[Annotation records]

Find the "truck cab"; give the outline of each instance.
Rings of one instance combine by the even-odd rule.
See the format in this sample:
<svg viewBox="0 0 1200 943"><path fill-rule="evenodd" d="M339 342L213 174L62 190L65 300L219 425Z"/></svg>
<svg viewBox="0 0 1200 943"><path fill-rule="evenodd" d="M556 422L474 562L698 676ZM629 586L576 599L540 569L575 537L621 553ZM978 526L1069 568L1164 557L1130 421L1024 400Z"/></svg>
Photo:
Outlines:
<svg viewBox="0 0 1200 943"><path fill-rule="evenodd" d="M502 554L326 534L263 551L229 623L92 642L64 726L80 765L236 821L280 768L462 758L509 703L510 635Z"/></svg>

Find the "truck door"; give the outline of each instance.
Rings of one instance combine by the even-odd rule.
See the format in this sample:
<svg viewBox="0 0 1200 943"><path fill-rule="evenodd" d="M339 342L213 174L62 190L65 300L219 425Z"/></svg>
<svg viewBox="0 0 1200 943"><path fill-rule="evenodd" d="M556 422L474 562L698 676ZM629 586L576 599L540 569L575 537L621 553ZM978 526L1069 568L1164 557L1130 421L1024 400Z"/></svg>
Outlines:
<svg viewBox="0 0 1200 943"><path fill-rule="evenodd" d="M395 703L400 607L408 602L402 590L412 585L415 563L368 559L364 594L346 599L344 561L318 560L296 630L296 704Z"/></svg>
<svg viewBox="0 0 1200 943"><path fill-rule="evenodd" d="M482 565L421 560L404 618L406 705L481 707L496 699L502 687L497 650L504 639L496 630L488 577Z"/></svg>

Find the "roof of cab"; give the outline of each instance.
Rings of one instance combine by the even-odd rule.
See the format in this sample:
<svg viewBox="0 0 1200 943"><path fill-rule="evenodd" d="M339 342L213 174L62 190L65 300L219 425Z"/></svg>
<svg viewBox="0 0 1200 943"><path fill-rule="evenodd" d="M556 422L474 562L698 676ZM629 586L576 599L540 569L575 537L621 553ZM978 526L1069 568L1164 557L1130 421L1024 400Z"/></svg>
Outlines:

What you will do:
Update all the rows above by replacing "each instance" with "every instance" wherever it occurs. Keep everything else unchanged.

Result of the exercise:
Find the "truck cab"; give the outline of every instance.
Rings of one instance combine by the even-odd rule.
See the format in this sample:
<svg viewBox="0 0 1200 943"><path fill-rule="evenodd" d="M339 342L213 174L62 190L65 300L219 425Z"/></svg>
<svg viewBox="0 0 1200 943"><path fill-rule="evenodd" d="M556 422L474 562L698 676ZM629 586L576 599L540 569L575 537L621 553ZM978 526L1069 568L1164 557L1130 421L1024 400Z"/></svg>
Photo:
Outlines:
<svg viewBox="0 0 1200 943"><path fill-rule="evenodd" d="M502 554L326 534L263 551L229 623L92 642L64 726L80 765L236 821L280 768L462 758L509 703L510 635Z"/></svg>

Find the "truck door"; give the outline of every instance.
Rings of one instance combine by the even-odd rule.
See the format in this sample:
<svg viewBox="0 0 1200 943"><path fill-rule="evenodd" d="M339 342L213 174L62 190L65 300L219 425Z"/></svg>
<svg viewBox="0 0 1200 943"><path fill-rule="evenodd" d="M556 422L474 562L698 676ZM629 586L576 599L540 569L575 537L621 553ZM978 526L1069 568L1164 557L1130 421L1024 400Z"/></svg>
Outlines:
<svg viewBox="0 0 1200 943"><path fill-rule="evenodd" d="M395 703L400 607L408 602L402 590L412 585L415 563L368 559L364 594L346 599L344 561L318 560L296 630L296 704Z"/></svg>
<svg viewBox="0 0 1200 943"><path fill-rule="evenodd" d="M482 565L421 560L404 618L406 705L481 707L496 699L502 687L497 650L504 639L496 630L488 577Z"/></svg>

Find the "roof of cab"; give the outline of every instance.
Rings of one instance combine by the even-odd rule.
See the format in this sample:
<svg viewBox="0 0 1200 943"><path fill-rule="evenodd" d="M339 342L213 174L62 190L65 300L219 425Z"/></svg>
<svg viewBox="0 0 1200 943"><path fill-rule="evenodd" d="M556 422L474 562L698 676ZM629 586L576 599L540 569L575 537L621 553ZM978 526L1069 568L1164 557L1130 421L1024 400Z"/></svg>
Outlines:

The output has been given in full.